-- Start of Information provided --

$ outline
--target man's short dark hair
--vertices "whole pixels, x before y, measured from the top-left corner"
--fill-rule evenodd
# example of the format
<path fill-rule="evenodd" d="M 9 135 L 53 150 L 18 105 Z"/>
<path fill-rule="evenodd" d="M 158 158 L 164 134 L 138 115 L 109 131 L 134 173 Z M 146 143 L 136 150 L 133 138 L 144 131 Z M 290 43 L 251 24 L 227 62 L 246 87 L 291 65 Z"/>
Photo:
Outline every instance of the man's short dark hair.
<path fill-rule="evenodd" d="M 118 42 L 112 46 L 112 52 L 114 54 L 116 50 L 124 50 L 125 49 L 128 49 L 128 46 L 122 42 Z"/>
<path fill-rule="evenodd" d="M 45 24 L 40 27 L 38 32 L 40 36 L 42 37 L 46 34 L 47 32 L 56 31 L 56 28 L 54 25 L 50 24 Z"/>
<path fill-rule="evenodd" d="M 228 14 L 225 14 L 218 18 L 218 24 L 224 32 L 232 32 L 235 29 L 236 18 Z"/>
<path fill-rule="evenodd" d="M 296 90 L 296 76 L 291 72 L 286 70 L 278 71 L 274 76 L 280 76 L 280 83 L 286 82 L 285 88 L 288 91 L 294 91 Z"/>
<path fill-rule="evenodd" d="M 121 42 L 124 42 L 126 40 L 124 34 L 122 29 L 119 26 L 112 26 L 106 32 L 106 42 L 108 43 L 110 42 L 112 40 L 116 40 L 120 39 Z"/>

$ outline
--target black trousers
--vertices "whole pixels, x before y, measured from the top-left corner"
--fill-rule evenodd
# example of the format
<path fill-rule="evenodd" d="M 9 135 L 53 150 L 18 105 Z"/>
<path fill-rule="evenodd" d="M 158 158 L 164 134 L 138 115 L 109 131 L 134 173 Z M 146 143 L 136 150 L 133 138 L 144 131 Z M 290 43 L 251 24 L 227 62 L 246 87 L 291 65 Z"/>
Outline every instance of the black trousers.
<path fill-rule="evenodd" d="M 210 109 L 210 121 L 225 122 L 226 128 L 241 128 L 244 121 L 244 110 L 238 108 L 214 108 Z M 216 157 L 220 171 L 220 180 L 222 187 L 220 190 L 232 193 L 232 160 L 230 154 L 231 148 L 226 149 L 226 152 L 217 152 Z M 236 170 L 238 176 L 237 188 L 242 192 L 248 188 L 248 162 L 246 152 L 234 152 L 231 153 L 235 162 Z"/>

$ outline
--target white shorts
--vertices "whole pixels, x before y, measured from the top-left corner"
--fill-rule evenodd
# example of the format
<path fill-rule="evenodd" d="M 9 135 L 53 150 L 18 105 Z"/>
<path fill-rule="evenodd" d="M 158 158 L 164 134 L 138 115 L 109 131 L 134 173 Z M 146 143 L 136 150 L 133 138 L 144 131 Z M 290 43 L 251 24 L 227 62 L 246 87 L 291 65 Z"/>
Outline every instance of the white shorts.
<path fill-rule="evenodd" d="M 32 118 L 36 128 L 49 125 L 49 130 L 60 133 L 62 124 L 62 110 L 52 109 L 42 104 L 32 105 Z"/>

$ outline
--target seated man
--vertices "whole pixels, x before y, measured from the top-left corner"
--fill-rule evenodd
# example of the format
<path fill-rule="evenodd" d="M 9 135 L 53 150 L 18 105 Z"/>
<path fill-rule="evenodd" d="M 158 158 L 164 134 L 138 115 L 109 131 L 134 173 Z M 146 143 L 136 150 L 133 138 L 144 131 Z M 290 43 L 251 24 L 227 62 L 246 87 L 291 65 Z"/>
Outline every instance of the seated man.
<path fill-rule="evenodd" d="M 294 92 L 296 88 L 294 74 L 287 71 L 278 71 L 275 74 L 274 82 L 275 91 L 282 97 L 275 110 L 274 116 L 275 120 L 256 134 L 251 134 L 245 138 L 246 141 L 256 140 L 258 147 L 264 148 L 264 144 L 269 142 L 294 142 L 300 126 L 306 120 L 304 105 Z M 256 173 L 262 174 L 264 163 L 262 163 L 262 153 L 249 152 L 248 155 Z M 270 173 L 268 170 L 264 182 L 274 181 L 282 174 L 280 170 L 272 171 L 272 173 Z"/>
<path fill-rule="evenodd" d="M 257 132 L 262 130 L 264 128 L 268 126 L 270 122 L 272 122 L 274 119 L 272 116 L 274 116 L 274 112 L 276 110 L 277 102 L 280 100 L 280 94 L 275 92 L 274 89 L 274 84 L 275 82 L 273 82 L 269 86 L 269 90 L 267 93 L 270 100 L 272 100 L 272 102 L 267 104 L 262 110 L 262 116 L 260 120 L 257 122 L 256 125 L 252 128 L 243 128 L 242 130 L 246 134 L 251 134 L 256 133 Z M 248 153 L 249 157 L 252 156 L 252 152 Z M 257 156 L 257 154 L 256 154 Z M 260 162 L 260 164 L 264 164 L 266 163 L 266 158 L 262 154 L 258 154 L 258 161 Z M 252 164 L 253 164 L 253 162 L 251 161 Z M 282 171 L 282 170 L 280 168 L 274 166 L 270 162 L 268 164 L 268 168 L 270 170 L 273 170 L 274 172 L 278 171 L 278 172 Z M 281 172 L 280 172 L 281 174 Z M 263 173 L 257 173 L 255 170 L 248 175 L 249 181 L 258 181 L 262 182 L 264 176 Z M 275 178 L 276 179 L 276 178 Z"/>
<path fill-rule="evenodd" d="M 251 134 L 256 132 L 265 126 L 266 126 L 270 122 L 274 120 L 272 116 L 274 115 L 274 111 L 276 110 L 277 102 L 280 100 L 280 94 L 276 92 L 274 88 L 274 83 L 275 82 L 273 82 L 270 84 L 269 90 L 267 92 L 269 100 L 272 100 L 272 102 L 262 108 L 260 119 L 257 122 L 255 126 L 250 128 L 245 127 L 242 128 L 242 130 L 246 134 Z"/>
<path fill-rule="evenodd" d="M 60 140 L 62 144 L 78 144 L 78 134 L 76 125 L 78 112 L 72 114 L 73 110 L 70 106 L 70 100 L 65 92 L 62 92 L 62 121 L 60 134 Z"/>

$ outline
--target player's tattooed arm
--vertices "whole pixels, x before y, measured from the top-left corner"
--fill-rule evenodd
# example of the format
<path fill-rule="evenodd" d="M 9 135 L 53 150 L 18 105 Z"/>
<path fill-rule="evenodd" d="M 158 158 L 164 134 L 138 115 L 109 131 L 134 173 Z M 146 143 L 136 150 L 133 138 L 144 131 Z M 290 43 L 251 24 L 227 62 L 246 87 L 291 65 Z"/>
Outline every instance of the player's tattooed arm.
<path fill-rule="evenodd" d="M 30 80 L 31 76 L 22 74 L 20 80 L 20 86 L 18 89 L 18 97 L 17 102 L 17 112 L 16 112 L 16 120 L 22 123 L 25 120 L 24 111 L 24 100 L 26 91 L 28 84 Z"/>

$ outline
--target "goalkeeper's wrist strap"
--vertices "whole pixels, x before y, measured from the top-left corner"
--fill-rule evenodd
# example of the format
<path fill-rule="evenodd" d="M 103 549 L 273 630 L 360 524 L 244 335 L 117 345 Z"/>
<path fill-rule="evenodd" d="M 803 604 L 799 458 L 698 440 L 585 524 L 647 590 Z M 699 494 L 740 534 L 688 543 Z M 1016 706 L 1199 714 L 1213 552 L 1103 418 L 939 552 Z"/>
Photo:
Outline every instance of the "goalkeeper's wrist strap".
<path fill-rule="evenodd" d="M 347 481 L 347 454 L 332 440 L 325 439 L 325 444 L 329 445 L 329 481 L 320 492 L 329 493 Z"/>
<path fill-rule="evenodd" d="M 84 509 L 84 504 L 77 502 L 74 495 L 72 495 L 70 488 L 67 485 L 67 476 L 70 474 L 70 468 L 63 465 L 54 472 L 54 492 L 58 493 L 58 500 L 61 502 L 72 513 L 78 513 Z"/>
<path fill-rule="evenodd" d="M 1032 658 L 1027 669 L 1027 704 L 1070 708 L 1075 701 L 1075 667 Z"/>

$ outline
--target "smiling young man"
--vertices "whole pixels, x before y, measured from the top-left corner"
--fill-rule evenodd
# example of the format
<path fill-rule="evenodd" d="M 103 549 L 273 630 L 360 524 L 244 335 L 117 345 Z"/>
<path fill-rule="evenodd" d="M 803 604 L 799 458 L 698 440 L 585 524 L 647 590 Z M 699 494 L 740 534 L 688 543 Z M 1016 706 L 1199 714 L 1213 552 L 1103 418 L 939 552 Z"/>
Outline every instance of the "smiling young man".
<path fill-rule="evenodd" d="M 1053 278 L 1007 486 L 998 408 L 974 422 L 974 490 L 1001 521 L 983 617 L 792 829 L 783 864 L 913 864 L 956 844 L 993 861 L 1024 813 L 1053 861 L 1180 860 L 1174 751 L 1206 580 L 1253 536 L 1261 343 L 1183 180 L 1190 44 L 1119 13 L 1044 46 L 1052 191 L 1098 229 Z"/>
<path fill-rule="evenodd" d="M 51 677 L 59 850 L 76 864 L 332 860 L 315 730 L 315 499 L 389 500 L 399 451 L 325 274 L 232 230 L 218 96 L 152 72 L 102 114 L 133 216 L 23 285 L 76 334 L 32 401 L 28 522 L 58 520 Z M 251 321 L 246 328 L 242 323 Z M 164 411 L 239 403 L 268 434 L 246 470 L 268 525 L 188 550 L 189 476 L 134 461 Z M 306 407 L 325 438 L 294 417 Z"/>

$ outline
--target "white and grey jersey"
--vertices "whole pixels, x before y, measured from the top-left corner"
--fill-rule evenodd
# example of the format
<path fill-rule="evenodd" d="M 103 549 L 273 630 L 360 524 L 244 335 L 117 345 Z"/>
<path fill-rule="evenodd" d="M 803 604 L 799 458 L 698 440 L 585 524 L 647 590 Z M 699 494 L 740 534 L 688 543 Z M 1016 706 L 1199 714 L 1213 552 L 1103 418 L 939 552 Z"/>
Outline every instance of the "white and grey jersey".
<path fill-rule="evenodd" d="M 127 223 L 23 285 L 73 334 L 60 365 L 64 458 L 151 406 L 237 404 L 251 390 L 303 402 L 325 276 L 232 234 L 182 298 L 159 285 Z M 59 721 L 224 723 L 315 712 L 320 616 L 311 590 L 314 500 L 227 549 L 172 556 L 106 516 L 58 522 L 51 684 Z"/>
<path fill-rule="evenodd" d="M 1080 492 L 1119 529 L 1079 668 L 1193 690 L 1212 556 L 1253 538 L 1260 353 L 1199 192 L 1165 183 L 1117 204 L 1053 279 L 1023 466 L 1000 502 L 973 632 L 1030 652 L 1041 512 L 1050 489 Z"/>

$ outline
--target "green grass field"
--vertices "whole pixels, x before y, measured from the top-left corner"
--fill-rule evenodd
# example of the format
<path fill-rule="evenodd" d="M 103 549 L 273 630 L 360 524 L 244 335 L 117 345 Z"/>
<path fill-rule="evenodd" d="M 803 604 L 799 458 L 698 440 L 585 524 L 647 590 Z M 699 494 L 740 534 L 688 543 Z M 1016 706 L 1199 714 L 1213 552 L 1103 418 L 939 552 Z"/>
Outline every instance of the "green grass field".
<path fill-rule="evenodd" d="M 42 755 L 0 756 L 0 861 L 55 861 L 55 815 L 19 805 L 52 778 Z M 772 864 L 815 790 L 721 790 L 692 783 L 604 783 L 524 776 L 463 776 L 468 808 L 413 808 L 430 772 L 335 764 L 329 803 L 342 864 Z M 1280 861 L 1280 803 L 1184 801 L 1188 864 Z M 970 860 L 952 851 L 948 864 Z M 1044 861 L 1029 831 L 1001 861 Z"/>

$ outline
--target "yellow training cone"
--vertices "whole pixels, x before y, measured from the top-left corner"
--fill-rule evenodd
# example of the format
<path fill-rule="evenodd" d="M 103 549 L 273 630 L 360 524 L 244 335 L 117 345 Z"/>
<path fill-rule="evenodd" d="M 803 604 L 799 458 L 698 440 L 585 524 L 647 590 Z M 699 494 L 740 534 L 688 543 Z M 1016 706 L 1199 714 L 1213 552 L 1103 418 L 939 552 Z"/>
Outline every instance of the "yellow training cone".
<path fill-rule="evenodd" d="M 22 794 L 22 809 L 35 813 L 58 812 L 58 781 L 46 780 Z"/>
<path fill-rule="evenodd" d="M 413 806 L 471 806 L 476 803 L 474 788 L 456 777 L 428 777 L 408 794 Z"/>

-- End of Information provided --

Starting from the top of the items and ending with the line that contains "118 42 L 112", rewrite those lines so that "short dark hair" becomes "curly gray hair" and nothing else changes.

$ outline
--target man's curly gray hair
--vertices "whole pixels, x before y, measured from the top-left corner"
--fill-rule evenodd
# example of the format
<path fill-rule="evenodd" d="M 9 135 L 53 150 L 18 105 Z"/>
<path fill-rule="evenodd" d="M 158 158 L 164 134 L 138 115 L 109 131 L 134 173 Z M 146 143 L 136 150 L 133 138 L 144 131 Z M 290 43 L 251 24 L 227 62 L 246 87 L 291 65 Z"/>
Photo:
Outline every instance of the man's curly gray hair.
<path fill-rule="evenodd" d="M 118 42 L 112 46 L 112 52 L 114 54 L 116 50 L 124 50 L 125 49 L 128 49 L 128 46 L 122 42 Z"/>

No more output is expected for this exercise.